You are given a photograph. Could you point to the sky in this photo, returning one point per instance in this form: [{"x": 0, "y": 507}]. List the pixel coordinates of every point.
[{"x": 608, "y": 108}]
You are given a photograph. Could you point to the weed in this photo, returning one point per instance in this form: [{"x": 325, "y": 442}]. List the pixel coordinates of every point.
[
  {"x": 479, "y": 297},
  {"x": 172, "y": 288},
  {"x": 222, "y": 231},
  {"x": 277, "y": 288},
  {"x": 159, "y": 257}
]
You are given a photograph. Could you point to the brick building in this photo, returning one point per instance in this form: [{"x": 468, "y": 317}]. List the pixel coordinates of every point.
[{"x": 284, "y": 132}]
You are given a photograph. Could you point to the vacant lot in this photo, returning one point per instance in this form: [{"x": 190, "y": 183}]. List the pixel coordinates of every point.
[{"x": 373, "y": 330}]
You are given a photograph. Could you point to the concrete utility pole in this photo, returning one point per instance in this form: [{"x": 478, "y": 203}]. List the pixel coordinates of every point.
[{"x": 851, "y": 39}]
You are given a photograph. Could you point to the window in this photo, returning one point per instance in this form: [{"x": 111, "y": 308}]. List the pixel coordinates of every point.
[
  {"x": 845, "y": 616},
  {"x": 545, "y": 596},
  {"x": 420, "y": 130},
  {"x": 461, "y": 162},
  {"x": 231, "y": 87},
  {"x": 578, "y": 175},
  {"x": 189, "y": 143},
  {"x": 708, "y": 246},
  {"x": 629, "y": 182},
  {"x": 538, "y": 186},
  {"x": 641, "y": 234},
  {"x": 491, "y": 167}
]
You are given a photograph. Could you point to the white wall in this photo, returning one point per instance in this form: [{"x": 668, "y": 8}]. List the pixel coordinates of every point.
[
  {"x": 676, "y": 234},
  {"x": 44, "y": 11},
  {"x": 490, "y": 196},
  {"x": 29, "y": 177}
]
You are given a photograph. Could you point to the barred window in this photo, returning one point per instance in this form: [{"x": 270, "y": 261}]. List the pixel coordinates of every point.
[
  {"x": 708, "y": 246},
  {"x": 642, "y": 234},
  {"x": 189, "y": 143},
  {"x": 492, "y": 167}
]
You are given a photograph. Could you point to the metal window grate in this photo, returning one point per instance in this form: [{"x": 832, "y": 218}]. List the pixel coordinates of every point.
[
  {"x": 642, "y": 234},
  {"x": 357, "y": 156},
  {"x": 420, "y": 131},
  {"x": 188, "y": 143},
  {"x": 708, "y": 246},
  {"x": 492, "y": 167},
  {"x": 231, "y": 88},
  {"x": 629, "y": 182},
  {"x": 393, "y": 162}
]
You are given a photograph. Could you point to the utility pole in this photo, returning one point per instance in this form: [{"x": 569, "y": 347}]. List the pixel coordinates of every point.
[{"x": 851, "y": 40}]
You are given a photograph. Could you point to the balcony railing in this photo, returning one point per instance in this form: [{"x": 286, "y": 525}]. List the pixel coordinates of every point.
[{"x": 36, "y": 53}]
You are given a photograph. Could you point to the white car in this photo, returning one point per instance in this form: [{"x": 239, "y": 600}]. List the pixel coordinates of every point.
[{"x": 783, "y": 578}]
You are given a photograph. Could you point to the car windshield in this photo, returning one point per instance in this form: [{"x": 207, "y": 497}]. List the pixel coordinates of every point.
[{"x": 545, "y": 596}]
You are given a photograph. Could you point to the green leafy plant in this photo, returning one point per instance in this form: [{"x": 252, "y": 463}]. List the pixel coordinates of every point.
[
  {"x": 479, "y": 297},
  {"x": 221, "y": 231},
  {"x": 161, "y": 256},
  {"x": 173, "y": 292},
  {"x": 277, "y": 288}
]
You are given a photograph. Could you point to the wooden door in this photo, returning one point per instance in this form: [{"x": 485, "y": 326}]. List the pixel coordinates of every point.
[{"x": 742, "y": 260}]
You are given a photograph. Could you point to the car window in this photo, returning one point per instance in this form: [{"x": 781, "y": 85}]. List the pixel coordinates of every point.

........

Put every line of the data above into a JSON list of strings, with one string per line and blank lines left out.

[
  "You are given a photograph. Could you point to the sky in this photo, returning one point per instance in this form: [{\"x\": 0, \"y\": 507}]. List the pixel coordinates of every point.",
  "[{\"x\": 608, \"y\": 108}]",
  "You are given a photograph. Could you point to the weed in this photo, returning one point per instance in this form: [{\"x\": 325, \"y\": 442}]. List the pixel coordinates of every point.",
  "[",
  "  {\"x\": 479, \"y\": 297},",
  "  {\"x\": 172, \"y\": 288},",
  "  {\"x\": 222, \"y\": 231},",
  "  {\"x\": 277, \"y\": 288},",
  "  {\"x\": 159, \"y\": 257}",
  "]",
  "You are given a photograph. Could you point to the brick building in this photo, returning one point per instance in this form: [{\"x\": 468, \"y\": 317}]. List the pixel coordinates of every point.",
  "[{\"x\": 284, \"y\": 132}]",
  "You are given a photograph. Could you point to the vacant lot in this photo, returning one point per instance in this form: [{\"x\": 190, \"y\": 183}]. List the pixel coordinates of every point.",
  "[{\"x\": 373, \"y\": 330}]",
  "You are given a photograph. Could you point to the concrete utility pole in this photo, returning one point per instance in this form: [{\"x\": 478, \"y\": 203}]. List the pixel coordinates of every point.",
  "[{\"x\": 851, \"y\": 39}]",
  "You are given a photograph. Could you point to the window in this photo, returning one point per instance in this form: [{\"x\": 111, \"y\": 308}]. List the pixel coordinates of every point.",
  "[",
  "  {\"x\": 845, \"y\": 616},",
  "  {\"x\": 545, \"y\": 596},",
  "  {\"x\": 420, \"y\": 130},",
  "  {\"x\": 461, \"y\": 162},",
  "  {\"x\": 231, \"y\": 87},",
  "  {\"x\": 578, \"y\": 175},",
  "  {\"x\": 189, \"y\": 143},",
  "  {\"x\": 708, \"y\": 246},",
  "  {\"x\": 629, \"y\": 182},",
  "  {\"x\": 538, \"y\": 186},",
  "  {\"x\": 641, \"y\": 234},",
  "  {\"x\": 491, \"y\": 167}",
  "]",
  "You are given a photograph. Could you point to the white wall in this photo, returning one point per instance in this form: [{\"x\": 668, \"y\": 8}]. List the pixel coordinates of every point.",
  "[",
  "  {\"x\": 676, \"y\": 234},",
  "  {\"x\": 44, \"y\": 11},",
  "  {\"x\": 490, \"y\": 196},",
  "  {\"x\": 29, \"y\": 177}",
  "]",
  "You are given a photograph. Could you point to the barred window in this photo, returning one point per instance in this form: [{\"x\": 270, \"y\": 261}]. List the pixel coordinates of every point.",
  "[",
  "  {\"x\": 708, \"y\": 246},",
  "  {\"x\": 642, \"y\": 234},",
  "  {\"x\": 189, \"y\": 143},",
  "  {\"x\": 492, \"y\": 167}",
  "]",
  "You are given a photograph. Could you point to the metal window grate in this photo, returning one point per instance in this form: [{\"x\": 832, \"y\": 218}]. List the pixel coordinates of every point.",
  "[",
  "  {\"x\": 642, \"y\": 234},",
  "  {\"x\": 357, \"y\": 156},",
  "  {\"x\": 420, \"y\": 131},",
  "  {\"x\": 188, \"y\": 143},",
  "  {\"x\": 708, \"y\": 246},",
  "  {\"x\": 492, \"y\": 167},",
  "  {\"x\": 231, \"y\": 88},",
  "  {\"x\": 629, \"y\": 182},",
  "  {\"x\": 393, \"y\": 162}",
  "]",
  "You are given a photograph. Could you point to the utility pole in this photo, returning one point per instance in this form: [{\"x\": 569, \"y\": 347}]. List the pixel coordinates of every point.",
  "[{\"x\": 851, \"y\": 40}]",
  "You are given a photograph. Could you point to the balcony railing in this photo, returning one point per instance in this form: [{\"x\": 286, \"y\": 525}]. List the pixel coordinates of every point.",
  "[{\"x\": 36, \"y\": 53}]",
  "You are given a photograph. Could you point to the white car in this photo, returning one point per instance in this form: [{\"x\": 239, \"y\": 600}]. List the pixel coordinates of every point.",
  "[{\"x\": 783, \"y\": 578}]",
  "You are given a photograph. Could you point to the car windshield in this photo, returning one point per instance in this form: [{\"x\": 207, \"y\": 497}]. List the pixel coordinates of every point.",
  "[{\"x\": 545, \"y\": 596}]",
  "You are given a photograph. Could you point to the green leafy plant in this photo, returning one point per instance in this form: [{\"x\": 252, \"y\": 463}]. List the pixel coordinates of every point.",
  "[",
  "  {\"x\": 479, \"y\": 297},",
  "  {\"x\": 221, \"y\": 231},",
  "  {\"x\": 161, \"y\": 256},",
  "  {\"x\": 173, \"y\": 292},",
  "  {\"x\": 277, \"y\": 288}",
  "]",
  "You are given a photograph. Could you point to the wooden door in this photo, returning one point per instance in this form: [{\"x\": 485, \"y\": 326}]. List the pixel coordinates of every point.",
  "[{\"x\": 742, \"y\": 260}]",
  "You are given a photograph. Could you point to the car window in this photo, returning one point per instance in this form: [{\"x\": 781, \"y\": 85}]. List the pixel coordinates of every point."
]